* [REQUIRED WORK]: Copy the entries below verbatim, omitting any pictures they contain.

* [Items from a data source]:
>>>

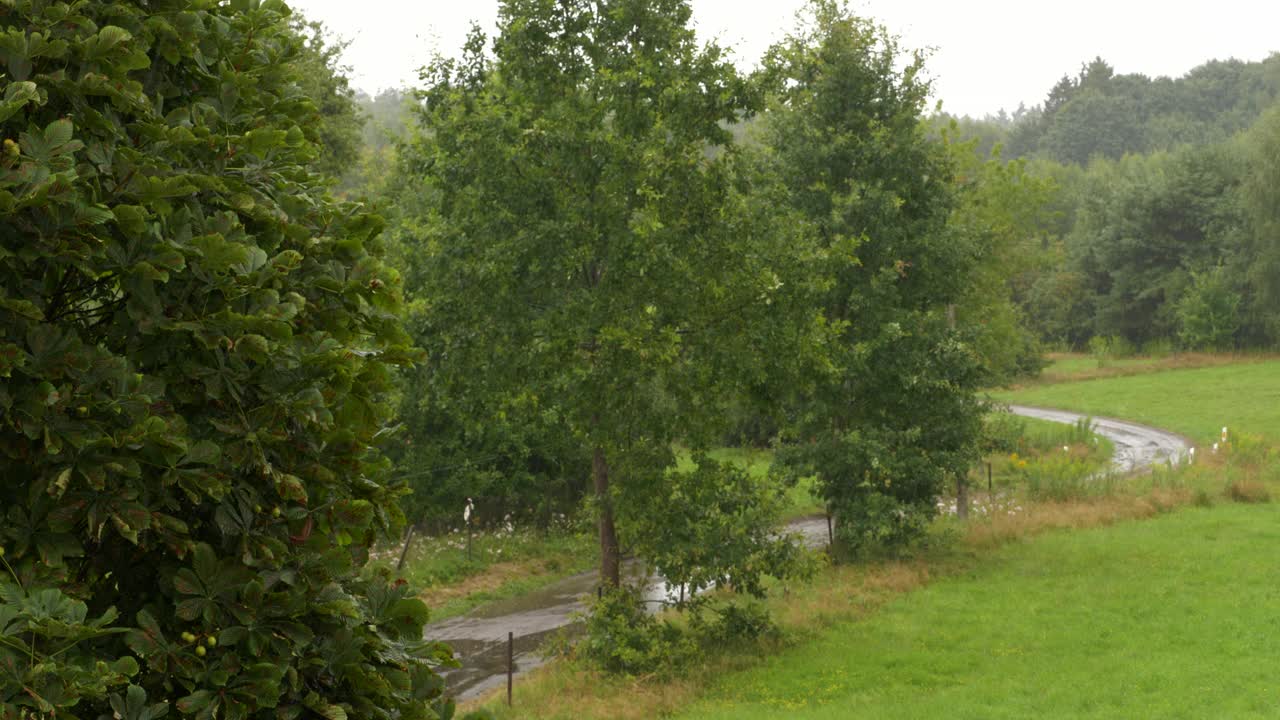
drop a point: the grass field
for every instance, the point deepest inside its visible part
(1196, 402)
(1151, 598)
(1170, 618)
(1073, 367)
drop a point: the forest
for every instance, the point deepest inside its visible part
(257, 329)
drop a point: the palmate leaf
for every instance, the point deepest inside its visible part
(173, 364)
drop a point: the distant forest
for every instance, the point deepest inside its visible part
(1161, 203)
(1161, 231)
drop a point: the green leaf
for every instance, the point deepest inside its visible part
(59, 132)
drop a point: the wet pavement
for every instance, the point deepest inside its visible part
(1137, 446)
(479, 639)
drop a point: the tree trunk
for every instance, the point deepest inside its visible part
(611, 566)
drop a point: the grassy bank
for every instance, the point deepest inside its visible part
(1123, 621)
(1011, 615)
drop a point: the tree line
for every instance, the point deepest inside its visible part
(1160, 227)
(246, 335)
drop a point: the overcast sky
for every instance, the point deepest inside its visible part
(988, 54)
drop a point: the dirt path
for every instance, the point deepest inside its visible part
(480, 638)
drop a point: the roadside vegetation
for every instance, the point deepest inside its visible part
(624, 299)
(976, 613)
(1197, 402)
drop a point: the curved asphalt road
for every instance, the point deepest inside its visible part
(479, 639)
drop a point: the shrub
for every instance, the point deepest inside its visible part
(195, 341)
(1208, 311)
(624, 638)
(734, 623)
(1110, 347)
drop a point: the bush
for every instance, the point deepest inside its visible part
(1110, 347)
(1248, 491)
(1208, 311)
(624, 638)
(195, 341)
(735, 623)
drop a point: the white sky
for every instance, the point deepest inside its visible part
(990, 54)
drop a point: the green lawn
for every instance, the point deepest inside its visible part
(1169, 618)
(1069, 365)
(1196, 402)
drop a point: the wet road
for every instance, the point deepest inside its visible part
(1137, 446)
(479, 639)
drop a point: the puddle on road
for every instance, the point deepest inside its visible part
(479, 639)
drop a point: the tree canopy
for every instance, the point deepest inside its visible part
(196, 350)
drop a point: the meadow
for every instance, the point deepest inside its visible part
(1197, 402)
(1143, 597)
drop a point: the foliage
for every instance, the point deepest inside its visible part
(584, 261)
(1208, 311)
(624, 638)
(1100, 113)
(711, 525)
(735, 623)
(195, 342)
(892, 414)
(338, 132)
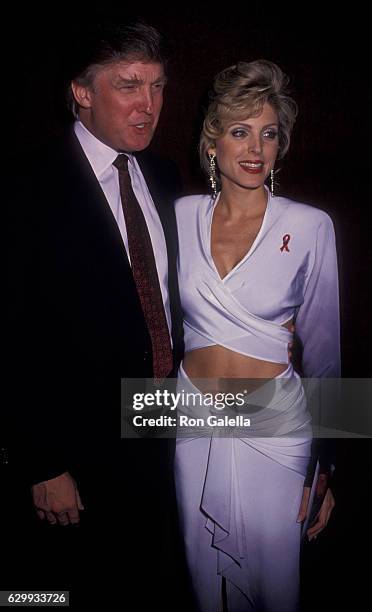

<<<

* [SOLUTION FOR THIS PROBLEM]:
drop a point: the grass field
for every instance, the point deepest inside its visible part
(1196, 402)
(1151, 598)
(1170, 618)
(1073, 367)
drop a point: the forest
for every instance, the point deepest inside its visible part
(257, 329)
drop a point: the palmate leaf
for every instance, the point deepest inside its visible part
(173, 364)
drop a point: the distant forest
for every instance, the point deepest inside its visible part
(1161, 203)
(1161, 231)
drop a point: the green leaf
for every instance, the point deepest inside its visible part
(59, 132)
drop a point: the wet pavement
for every instance, the point deepest inside its visible part
(1137, 446)
(479, 639)
drop a point: the tree trunk
for every instance, the point deepest inside its visible part
(611, 566)
drop a point: the grassy bank
for every instance, the point deepest inside its visible part
(1123, 621)
(1011, 615)
drop a point: the tree line
for every instance, the point deepest inside its visible part
(1160, 227)
(246, 335)
drop a point: the overcast sky
for every instance, the point deepest inside its visible part
(988, 54)
drop a point: the dirt path
for every instance, the point deepest inside its visible part
(480, 638)
drop a point: the roadside vegetation
for every instance, the point deepest inside its visible part
(624, 299)
(976, 613)
(1197, 402)
drop a point: the curved asphalt road
for every instance, the point deepest inside its visible part
(479, 639)
drop a point: the shrub
for every instance, the point deepest inside its visible part
(195, 341)
(1208, 311)
(624, 638)
(734, 623)
(1110, 347)
drop a point: the bush
for every instance, the point deepest inside its visible part
(1110, 347)
(1248, 491)
(1208, 311)
(624, 638)
(195, 341)
(735, 623)
drop a point: the white sky
for every instance, the point deepest inside its visible part
(990, 54)
drop a point: the green lawn
for every instance, the point deepest inside its visible part
(1169, 618)
(1069, 365)
(1196, 402)
drop a point: the wet road
for every instance, the point deepest inside its visible part
(1137, 446)
(479, 639)
drop a point: the puddle on road
for every instance, the point deepest inside its visible part
(479, 639)
drop a point: the tree canopy
for every instance, the point deepest inside its visible part
(196, 350)
drop a point: the meadow
for every instance, the point deepest inside its visible part
(1197, 402)
(1143, 597)
drop a point: the foliage
for every instance, the point deepest inside its visible part
(584, 261)
(1208, 311)
(624, 638)
(1100, 113)
(711, 525)
(735, 623)
(195, 342)
(892, 414)
(338, 132)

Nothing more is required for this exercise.